Instruction: Can you transcribe every record below exactly as it appears?

### Provided entries ###

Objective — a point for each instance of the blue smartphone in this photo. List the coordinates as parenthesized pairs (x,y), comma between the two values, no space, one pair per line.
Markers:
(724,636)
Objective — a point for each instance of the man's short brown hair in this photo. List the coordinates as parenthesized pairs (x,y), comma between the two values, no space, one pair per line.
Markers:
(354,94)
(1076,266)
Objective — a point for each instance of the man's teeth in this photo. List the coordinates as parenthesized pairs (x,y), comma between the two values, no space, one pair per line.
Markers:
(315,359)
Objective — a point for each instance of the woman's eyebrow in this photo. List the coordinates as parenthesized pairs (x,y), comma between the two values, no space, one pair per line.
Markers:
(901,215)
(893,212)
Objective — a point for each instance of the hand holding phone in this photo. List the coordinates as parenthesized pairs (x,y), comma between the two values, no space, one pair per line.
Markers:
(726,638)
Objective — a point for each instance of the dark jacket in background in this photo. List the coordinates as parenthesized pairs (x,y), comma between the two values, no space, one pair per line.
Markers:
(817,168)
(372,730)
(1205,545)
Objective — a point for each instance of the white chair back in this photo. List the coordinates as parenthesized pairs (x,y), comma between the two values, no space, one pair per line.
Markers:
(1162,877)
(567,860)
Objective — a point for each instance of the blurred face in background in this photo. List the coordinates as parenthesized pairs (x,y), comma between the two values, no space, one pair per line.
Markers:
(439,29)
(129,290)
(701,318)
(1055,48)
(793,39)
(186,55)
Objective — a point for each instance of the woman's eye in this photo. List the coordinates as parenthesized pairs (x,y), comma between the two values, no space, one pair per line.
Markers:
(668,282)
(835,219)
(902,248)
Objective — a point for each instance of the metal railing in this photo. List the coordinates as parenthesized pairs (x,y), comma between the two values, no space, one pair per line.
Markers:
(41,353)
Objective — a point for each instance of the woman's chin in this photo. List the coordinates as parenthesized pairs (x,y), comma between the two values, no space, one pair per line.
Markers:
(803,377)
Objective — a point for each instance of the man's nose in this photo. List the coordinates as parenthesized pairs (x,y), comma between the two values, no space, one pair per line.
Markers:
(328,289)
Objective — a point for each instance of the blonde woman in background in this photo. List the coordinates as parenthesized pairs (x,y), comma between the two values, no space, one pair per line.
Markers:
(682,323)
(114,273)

###

Answer to this problem:
Objective — a point for each instance of the blue smartphone in this photo. List the coordinates as parenthesized pairs (x,y), comma between the two values, no space, one pair per line.
Markers:
(724,636)
Objective — a point for each instance of the man's short brown hair in this photo. List the coordinates as parenthesized pairs (x,y), comma between the two values, no space, one pair per line.
Markers:
(354,94)
(1076,266)
Objective — a point for each instance of the man's teeth in this photo. List the coordinates as parenthesized pairs (x,y), comma between the two values, no space, one pair per line.
Markers:
(315,359)
Objective — a point for each instance of the woman's eyebrow in this photo. List the coordinates as parenthesized pairs (x,y), comma between the two values, no space, one pair per line.
Markers:
(901,215)
(893,212)
Objective — a point for each instance of the hand holding phone in this photo. List the coordinates as parenthesized pairs (x,y), comma between the two values, no space, one pair per line.
Markers:
(726,638)
Objective — a point for each instance of the dark jacket in background in this photo. List the coordinates as parenthesized pairs (x,y), comma between the two values, no space, one pair per line.
Markers:
(817,168)
(372,730)
(1205,545)
Objective — a point for each instance of the white chair back in this photo. List the coordinates as parenthesized pairs (x,y), comma between the two values, no space, one pair per line.
Markers:
(1162,877)
(567,860)
Objective — a point for each instance of the blurred face in background in this photo. List the coordinates as parenthesized pairs (x,y), comma between the two values, no space, one pair per line.
Markers:
(439,29)
(129,290)
(701,318)
(1055,48)
(793,39)
(186,55)
Objective — a point for each instance of the woman's eye in this photo. List the coordinates as parenthesized pairs (x,y), comma between the two values, no space, one pair per line.
Markers:
(668,282)
(835,219)
(902,248)
Objective — a point for each instance of the metal railing in this photo. List the coordinates as parenthesized pairs (x,y), comma between the two values, no space, one pair per line.
Markers:
(41,353)
Objective — a point for each instance of the woman's chin in this photo. List the coordinates as parenthesized pairs (x,y), comma between the two values, no space, one pair per line.
Markers:
(803,377)
Objective — a point for each instance of the man's nose in this photo. List the coordinates as parenthesized pairs (x,y), comma between the two values, no space, one pair per line.
Markers:
(328,289)
Objective — a point for each instance of the blonde woman in background in this photo. List the coordinates as parenthesized pairs (x,y), comma between the two values, no space, one pair per line.
Markers:
(682,323)
(114,273)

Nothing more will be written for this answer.